─── TEXT SHOWN

Birthplace: Pine Bluff, AR, USA

Gender: Male

Branch: Army (1784 - present)

Home of Record: Houston, TX
Middle Name: Lamar

Date of Birth: 27 December 1922

Date of Death: 09 November 2012

Rank: Colonel

Years Served: 1948 - 1980
James Lamar Stone

•  Korean War (1950 - 1953)


James Lamar Stone
Colonel, U.S. Army
Medal of Honor Recipient
Korean War

James Lamar Stone was born on 27 December 1922 at Pine Bluff, AR. He is a retired U.S. Army Colonel and a recipient of America's highest military award-the Medal of Honor-for his heroic actions in the Korean War. He was awarded the medal for his conspicuous leadership during a fight against overwhelming odds, for continuing to lead after being wounded, and for choosing to stay behind after ordering others to retreat, a decision which led to his capture by Chinese forces.

Stone joined the Army at Houston, TX, and on 21 November 1951 was serving as a First Lieutenant in Company E of the 8th Cavalry Regiment, 1st Cavalry Division. On that morning, Stone's platoon relieved another American unit that was manning a hilltop outpost above the Imjin River near Sokkogae, Korea.

──────

### TASK REQUIREMENTS
- 1) In the profile of James Lamar Stone, switch "Colonel" to "Major" and write out the part from "Rank: Colonel" to "by Chinese forces." with that change.
- 2) Answer these from the profile of James Lamar Stone:
(a) In what city and state was he born?
(b) Which years does it list as his years served?
(c) What rank did he hold on 21 November 1951?

─── SUPPLIED RECORDS

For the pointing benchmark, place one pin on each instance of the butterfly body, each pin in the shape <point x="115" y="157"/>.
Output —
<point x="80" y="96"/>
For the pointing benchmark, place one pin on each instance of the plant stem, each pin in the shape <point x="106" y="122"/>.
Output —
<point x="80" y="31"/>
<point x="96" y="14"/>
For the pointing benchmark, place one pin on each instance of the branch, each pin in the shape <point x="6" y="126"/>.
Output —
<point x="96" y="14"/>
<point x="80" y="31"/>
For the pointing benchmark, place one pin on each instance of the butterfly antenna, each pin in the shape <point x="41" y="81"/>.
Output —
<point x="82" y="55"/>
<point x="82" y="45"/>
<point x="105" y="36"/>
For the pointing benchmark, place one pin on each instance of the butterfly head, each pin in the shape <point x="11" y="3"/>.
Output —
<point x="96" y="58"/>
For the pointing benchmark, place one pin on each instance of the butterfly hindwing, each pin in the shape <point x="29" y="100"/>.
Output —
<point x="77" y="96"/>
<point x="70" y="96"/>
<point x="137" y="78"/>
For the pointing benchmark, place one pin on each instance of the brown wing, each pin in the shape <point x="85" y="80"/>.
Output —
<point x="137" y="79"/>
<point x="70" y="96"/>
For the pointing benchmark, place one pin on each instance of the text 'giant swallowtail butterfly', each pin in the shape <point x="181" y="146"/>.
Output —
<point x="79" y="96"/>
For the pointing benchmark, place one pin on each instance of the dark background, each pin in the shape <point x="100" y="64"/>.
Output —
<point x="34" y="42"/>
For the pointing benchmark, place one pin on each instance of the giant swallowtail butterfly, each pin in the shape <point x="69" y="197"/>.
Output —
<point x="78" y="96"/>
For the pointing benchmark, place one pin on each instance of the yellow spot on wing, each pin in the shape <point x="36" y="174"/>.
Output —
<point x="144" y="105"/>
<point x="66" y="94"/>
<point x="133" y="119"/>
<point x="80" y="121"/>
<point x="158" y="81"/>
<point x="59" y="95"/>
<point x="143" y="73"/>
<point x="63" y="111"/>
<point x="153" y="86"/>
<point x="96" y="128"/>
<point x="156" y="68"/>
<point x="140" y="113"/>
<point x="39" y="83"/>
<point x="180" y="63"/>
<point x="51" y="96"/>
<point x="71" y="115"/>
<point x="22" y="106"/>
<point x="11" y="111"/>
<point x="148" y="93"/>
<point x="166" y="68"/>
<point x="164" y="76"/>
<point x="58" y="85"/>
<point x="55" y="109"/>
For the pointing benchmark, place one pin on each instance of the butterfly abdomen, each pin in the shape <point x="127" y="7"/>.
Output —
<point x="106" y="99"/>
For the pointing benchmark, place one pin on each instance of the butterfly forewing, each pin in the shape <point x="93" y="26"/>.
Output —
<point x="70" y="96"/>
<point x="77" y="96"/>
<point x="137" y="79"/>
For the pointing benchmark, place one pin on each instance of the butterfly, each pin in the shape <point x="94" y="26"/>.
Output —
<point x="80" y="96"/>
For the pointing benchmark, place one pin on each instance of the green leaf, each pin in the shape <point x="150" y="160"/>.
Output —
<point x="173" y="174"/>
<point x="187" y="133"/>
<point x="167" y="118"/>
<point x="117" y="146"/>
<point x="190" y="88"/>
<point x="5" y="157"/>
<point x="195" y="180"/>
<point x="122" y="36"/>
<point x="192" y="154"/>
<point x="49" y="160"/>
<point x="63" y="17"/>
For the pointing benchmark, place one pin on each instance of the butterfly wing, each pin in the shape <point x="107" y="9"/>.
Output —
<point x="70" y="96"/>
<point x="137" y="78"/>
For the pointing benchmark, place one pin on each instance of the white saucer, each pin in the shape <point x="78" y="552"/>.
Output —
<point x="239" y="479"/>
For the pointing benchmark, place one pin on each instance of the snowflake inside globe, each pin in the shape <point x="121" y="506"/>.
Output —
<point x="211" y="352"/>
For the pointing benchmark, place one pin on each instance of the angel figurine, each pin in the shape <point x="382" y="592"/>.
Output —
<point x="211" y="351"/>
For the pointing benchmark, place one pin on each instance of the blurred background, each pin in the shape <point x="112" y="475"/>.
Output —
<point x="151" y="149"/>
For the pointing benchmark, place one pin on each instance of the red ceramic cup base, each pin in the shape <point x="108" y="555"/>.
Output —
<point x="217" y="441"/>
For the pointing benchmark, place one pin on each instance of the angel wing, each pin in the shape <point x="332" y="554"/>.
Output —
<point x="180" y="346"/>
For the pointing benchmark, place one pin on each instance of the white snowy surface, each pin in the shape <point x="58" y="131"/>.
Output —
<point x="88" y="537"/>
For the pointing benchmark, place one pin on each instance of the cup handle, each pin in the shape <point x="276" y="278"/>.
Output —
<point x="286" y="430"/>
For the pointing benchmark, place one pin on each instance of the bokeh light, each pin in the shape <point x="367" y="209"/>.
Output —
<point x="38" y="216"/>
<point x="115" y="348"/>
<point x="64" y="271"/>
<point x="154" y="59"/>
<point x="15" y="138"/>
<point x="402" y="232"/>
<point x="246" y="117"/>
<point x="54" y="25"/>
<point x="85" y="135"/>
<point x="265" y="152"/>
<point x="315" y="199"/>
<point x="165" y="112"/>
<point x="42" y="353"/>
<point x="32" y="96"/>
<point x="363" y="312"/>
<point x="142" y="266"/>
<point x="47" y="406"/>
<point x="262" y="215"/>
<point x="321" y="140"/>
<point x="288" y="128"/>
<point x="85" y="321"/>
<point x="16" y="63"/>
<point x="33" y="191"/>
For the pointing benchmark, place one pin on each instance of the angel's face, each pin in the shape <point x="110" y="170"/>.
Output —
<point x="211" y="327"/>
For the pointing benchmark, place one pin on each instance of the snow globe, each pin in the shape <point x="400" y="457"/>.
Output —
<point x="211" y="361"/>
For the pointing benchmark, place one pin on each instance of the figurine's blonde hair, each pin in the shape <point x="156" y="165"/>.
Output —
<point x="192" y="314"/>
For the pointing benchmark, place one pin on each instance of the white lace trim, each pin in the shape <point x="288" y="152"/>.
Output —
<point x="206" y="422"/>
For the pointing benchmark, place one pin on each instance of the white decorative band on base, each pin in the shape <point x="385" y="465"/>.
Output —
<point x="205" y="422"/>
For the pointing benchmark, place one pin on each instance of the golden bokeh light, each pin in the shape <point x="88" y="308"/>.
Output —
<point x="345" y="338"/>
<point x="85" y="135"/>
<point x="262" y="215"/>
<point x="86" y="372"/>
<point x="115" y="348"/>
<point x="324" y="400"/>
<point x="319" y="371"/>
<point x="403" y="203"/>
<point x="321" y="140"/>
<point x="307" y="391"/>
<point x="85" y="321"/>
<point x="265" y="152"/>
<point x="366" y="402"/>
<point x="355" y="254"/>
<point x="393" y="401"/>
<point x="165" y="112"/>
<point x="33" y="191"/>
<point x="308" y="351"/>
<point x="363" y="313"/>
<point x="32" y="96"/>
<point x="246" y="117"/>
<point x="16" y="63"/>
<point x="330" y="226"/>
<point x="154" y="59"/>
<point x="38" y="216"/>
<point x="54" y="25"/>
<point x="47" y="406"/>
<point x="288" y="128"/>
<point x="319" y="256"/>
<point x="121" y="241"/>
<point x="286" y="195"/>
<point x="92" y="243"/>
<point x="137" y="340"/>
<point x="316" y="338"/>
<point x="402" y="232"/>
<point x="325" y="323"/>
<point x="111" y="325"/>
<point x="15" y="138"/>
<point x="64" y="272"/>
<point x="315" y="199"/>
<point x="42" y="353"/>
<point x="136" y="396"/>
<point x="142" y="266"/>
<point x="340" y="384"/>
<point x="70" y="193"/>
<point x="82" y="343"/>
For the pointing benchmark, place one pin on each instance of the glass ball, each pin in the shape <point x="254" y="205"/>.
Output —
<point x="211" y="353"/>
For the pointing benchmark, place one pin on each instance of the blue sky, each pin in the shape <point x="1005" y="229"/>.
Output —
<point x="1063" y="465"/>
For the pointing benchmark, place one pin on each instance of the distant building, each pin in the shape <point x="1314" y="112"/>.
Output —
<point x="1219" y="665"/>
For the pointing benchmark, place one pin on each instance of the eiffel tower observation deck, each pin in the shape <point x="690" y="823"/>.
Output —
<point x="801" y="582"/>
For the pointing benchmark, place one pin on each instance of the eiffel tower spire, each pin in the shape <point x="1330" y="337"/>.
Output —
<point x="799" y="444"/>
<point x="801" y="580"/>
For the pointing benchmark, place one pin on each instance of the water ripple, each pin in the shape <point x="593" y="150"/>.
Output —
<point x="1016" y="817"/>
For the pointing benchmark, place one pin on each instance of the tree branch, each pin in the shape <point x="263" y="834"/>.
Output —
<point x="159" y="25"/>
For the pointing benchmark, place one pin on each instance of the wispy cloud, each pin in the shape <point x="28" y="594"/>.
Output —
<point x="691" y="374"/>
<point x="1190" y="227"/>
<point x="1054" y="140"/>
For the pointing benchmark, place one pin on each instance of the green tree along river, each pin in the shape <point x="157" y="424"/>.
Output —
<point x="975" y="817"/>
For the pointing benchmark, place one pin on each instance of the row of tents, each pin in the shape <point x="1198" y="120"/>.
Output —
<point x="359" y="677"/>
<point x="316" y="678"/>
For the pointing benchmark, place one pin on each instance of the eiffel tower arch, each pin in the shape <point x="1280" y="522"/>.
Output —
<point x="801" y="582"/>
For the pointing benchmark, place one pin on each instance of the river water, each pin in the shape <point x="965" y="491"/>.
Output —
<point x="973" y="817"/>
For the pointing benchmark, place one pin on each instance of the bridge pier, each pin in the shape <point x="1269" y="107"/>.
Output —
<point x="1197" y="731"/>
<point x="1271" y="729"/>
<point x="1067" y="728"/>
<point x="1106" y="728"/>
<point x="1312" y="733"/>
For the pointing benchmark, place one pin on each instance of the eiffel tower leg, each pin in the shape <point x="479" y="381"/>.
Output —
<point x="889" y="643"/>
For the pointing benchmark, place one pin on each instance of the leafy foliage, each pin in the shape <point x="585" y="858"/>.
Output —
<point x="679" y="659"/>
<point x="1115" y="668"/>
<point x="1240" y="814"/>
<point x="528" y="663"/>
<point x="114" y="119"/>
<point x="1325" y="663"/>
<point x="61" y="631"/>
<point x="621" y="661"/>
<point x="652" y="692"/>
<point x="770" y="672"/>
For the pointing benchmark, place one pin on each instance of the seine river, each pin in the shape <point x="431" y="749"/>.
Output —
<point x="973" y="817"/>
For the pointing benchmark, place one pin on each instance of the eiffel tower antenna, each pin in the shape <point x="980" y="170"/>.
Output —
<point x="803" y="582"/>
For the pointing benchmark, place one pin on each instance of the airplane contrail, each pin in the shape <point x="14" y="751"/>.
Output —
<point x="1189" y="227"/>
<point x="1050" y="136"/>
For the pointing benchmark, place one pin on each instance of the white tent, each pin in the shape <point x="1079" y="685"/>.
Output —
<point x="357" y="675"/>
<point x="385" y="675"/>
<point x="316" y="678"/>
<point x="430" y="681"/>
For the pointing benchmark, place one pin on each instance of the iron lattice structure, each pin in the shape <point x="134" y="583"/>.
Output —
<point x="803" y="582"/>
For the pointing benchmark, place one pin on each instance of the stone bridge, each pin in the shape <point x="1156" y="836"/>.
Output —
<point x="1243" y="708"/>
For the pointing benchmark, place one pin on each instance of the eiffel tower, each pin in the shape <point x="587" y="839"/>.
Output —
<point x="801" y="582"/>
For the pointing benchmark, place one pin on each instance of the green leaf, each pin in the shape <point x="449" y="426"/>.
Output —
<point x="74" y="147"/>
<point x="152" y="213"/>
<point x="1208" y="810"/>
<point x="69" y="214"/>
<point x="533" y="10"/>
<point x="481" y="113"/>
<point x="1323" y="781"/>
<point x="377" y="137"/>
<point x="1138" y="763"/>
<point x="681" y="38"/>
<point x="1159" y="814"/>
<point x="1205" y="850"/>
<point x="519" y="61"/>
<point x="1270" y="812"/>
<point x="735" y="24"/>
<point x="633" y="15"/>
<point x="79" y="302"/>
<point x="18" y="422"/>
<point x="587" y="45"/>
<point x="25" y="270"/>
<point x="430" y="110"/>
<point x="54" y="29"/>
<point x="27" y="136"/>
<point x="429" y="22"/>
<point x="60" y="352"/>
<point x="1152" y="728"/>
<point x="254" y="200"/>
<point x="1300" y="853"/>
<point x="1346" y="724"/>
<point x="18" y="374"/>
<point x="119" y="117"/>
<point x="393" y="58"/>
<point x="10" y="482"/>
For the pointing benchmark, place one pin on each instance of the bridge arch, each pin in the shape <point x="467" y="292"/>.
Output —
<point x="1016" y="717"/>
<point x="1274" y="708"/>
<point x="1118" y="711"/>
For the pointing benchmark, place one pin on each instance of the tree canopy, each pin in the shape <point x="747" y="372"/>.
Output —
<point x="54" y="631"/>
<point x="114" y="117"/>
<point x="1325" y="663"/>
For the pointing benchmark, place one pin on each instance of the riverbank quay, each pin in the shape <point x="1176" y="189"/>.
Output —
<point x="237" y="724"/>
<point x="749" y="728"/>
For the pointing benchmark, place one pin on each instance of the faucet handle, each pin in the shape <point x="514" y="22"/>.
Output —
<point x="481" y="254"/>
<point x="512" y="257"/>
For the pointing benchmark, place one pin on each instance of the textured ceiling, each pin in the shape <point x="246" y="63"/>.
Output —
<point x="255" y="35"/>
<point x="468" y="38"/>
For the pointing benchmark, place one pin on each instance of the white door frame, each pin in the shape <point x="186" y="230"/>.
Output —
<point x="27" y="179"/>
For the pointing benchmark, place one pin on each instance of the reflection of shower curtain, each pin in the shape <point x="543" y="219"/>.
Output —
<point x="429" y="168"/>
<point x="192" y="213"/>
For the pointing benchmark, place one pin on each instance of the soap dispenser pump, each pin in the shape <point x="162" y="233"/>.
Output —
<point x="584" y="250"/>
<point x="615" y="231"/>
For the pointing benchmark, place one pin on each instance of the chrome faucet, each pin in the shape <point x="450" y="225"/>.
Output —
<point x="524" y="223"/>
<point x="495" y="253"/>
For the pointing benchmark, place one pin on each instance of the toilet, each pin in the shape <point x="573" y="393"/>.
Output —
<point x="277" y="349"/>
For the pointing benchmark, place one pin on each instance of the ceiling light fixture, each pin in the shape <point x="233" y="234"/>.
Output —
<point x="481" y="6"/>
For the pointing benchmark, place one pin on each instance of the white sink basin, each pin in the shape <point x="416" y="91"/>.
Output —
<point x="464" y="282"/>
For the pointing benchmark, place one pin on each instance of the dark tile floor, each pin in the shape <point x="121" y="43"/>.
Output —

──────

### THE REPLIES
- 1)
Rank: Major

Years Served: 1948 - 1980
James Lamar Stone

•  Korean War (1950 - 1953)


James Lamar Stone
Major, U.S. Army
Medal of Honor Recipient
Korean War

James Lamar Stone was born on 27 December 1922 at Pine Bluff, AR. He is a retired U.S. Army Major and a recipient of America's highest military award-the Medal of Honor-for his heroic actions in the Korean War. He was awarded the medal for his conspicuous leadership during a fight against overwhelming odds, for continuing to lead after being wounded, and for choosing to stay behind after ordering others to retreat, a decision which led to his capture by Chinese forces.

- 2)
(a) Pine Bluff, AR
(b) 1948 - 1980
(c) First Lieutenant